**TEXT SEGMENT**

###

Changes in Arctic sea ice are an important fingerprint of natural and anthropogenic climate change. The dominant signal in sea ice variability over the satellite era (1979-present) is the reduction of sea ice extent, area, and thickness [1]. It has been suggested that the atmospheric circulation might be affected by sea ice [2]. Sea ice is a critical component of the climate system because it strongly influences albedo, surface turbulent heat fluxes, surface wind drag, and upper-ocean stratification. It is influenced by conditions in both the atmosphere and the ocean [3]. The sea-ice variability over the north Atlantic is linked to the NAO [4]. Variations in sea ice induce a greater atmospheric response associated with the NAO than those in global sea surface temperature [5]. Climate changes in the Northern Hemisphere have led to remarkable environmental changes in the Arctic Ocean [6]. Arctic sea-ice loss induced cooling anomalies over the Eurasian continent [7].

Various objects in nature show the so-called self-similarity or fractal property. Monofractal shows a roughly similar pattern at different scales and is characterized through a fractal dimension. Multifractal is a non-uniform, more complex fractal and is separated into many sub-sets characterized through different fractal dimensions. Fractal property can be observed in the time series representing dynamics of complex systems as well. A change of fractality occurs with a phase transition and changes of state. The multifractal properties of daily rain were studied in two contrasting climates: an East Asian monsoon climate with drastic rain variability and a mild climate with moderate rain variability [8]. In both the climates, the frontal rain shows monofractality and the convective-type rain shows multifractality.

Hence, climate change can be interpreted from the view of fractals. A change in fractality may be observed when the climate changes. We used the wavelet transform to analyze the multifractal behavior of the climate index. Wavelet methods are useful for the analysis of complex non-stationary time series. The wavelet transform allows good multifractal analysis to be performed [9]. We used the wavelet transform to analyze the multifractal behavior of the climate index. We concluded that a climatic regime shift corresponds to a change from multifractality to monofractality of the Pacific Decadal Oscillation (PDO) index [10] and showed the influence of solar activity on climatic regime shift [11].

To study the relations among the Northern Hemisphere (NH) sea ice area, solar activity, global temperature, and PDO, we investigated changes in the fractal behavior of these time series by multifractal analysis.

We used the monthly sea ice index by National Snow and Ice Data Center (NSIDC) which shows NH sea ice area as shown in Figure 1. The solar radio flux at 10.7 cm (F10.7 flux) provided by NOAA’s space weather prediction center (www.swpc.noaa.gov) was used. The F10.7 flux is an excellent indicator of the solar activity. The SSN provided by Solar Influences Data Analysis Center (sidc.oma.be) was used. The amount of UV-B is the value obtained by integrating the ultraviolet intensity of 280 to 315 nm in the wavelength range and we used the observations from Tsukuba (Japan) by the Japan Meteorological Agency. The global mean surface air temperature anomalies (Figure 2) and PDO index (Figure 3) provided by the NOAA’s Climate Prediction Center, USA (CPC) were used.

###

**EXERCISE AIM**
According to the sea ice text, a climatic regime shift corresponds to a change from multifractality to monofractality in which index? The lines after this point have nothing to do with the sea ice text.

**DATA ROWS**
###

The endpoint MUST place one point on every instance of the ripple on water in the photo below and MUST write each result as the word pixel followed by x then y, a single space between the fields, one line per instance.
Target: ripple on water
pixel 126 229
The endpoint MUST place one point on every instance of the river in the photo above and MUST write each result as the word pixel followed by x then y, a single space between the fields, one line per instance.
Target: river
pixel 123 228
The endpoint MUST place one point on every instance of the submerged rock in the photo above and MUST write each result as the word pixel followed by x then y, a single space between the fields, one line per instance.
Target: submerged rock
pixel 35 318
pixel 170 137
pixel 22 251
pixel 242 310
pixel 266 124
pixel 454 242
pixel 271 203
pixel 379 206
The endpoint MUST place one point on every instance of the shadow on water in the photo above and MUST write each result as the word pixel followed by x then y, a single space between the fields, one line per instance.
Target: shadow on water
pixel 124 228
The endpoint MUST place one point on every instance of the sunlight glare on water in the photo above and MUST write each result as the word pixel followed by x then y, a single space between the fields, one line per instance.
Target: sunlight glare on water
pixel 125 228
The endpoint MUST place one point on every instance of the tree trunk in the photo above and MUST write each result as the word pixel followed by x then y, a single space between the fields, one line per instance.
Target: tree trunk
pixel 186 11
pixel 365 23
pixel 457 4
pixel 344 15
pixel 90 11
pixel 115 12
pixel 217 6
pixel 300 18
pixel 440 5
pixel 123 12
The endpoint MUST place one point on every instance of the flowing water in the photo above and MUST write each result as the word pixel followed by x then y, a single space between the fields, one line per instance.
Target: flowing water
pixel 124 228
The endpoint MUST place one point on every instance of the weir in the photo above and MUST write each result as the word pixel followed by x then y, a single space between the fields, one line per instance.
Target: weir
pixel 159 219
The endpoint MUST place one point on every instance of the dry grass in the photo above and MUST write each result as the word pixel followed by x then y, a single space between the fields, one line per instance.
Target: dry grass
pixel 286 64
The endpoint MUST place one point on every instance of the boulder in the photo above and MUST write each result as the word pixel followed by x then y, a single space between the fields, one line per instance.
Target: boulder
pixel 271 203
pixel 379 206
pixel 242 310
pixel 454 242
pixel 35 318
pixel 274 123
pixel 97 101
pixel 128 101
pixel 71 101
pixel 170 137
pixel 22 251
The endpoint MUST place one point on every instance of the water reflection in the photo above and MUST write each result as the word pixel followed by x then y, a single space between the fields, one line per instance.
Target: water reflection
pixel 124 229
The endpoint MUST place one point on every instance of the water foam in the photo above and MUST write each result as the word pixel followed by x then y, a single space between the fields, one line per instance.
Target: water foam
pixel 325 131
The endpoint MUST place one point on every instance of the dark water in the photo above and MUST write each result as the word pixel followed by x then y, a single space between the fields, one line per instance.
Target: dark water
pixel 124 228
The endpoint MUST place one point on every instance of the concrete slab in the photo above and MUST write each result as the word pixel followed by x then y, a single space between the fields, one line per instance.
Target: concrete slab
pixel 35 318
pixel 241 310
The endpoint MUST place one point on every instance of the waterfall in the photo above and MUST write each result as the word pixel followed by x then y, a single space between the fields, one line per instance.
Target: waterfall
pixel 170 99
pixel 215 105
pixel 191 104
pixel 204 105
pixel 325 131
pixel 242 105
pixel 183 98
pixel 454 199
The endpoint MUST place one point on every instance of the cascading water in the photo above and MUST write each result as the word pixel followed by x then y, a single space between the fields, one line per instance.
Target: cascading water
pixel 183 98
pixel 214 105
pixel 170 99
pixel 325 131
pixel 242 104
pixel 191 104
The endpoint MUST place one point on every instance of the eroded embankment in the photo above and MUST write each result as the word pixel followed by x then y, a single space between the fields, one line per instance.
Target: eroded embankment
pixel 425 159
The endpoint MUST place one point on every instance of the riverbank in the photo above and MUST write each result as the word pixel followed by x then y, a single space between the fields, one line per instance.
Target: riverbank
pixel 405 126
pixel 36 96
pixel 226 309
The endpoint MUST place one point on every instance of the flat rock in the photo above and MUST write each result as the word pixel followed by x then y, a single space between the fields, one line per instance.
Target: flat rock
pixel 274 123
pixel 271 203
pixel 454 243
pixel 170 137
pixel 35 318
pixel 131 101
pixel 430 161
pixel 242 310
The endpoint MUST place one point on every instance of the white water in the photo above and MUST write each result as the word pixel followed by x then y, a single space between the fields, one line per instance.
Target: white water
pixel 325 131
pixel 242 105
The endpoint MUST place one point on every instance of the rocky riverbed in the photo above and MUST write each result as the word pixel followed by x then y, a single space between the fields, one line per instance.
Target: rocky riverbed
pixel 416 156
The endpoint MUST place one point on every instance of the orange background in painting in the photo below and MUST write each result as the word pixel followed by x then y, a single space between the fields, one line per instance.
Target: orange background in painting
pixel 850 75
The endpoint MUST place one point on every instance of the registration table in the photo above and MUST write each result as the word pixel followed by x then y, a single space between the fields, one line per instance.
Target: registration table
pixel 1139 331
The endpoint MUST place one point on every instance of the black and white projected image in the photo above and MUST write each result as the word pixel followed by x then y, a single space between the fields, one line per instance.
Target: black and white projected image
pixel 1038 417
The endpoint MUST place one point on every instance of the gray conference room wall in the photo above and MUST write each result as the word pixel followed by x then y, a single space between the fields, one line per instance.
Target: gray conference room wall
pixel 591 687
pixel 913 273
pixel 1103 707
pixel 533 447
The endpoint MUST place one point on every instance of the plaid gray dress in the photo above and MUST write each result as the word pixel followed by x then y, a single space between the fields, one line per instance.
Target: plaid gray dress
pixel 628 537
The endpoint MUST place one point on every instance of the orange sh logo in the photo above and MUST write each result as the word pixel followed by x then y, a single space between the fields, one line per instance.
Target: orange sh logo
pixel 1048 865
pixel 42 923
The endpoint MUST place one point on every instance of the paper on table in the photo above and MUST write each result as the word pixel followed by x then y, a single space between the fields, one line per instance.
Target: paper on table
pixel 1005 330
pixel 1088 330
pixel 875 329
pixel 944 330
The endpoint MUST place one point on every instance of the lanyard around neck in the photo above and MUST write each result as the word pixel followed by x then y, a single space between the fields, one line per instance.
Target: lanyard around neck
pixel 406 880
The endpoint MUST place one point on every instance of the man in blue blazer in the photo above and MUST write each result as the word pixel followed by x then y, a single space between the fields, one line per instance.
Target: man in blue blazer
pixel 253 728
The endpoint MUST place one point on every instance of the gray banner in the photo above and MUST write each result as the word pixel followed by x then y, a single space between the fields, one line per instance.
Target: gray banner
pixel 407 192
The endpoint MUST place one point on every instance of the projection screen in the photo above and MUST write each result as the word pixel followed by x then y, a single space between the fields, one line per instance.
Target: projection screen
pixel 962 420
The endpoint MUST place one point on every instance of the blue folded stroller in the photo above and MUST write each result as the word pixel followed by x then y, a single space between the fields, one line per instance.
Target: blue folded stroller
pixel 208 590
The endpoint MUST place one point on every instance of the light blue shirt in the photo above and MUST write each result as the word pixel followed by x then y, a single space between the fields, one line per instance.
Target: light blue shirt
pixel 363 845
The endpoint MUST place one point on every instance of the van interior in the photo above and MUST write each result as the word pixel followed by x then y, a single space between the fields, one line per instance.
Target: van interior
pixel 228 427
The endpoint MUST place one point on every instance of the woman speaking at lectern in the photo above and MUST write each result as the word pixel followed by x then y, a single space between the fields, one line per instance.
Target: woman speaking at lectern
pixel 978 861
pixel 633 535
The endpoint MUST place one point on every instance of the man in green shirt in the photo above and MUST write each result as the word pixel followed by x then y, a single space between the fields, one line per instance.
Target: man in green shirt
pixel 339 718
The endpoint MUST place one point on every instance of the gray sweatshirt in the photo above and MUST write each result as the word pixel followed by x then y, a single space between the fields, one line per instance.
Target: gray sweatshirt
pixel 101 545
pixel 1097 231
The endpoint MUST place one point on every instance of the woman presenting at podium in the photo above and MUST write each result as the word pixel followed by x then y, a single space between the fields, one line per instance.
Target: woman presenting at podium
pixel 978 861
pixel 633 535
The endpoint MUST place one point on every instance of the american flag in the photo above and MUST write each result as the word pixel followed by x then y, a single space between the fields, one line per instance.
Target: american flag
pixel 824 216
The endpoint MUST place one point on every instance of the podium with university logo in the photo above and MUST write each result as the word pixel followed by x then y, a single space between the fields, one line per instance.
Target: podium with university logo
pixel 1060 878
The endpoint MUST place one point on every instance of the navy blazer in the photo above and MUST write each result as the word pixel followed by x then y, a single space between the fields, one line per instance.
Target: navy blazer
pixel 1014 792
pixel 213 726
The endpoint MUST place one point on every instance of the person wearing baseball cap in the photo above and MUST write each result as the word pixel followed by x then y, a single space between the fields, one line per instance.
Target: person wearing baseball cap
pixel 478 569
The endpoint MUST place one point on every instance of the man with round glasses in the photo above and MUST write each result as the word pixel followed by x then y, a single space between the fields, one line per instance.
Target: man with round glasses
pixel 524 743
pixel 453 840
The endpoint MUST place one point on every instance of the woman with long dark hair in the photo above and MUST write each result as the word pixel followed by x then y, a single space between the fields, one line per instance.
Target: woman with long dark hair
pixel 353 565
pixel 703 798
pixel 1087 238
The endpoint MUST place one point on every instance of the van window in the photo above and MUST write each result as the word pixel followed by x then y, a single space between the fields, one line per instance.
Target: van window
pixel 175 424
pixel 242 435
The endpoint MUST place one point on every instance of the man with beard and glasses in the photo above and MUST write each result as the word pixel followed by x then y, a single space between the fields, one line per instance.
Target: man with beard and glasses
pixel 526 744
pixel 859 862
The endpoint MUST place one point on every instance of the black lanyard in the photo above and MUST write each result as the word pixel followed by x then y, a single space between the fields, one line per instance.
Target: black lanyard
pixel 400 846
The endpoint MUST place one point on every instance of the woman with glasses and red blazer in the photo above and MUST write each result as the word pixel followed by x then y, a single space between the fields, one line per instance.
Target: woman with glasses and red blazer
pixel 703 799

###

**EXERCISE RESPONSE**
The Pacific Decadal Oscillation (PDO) index.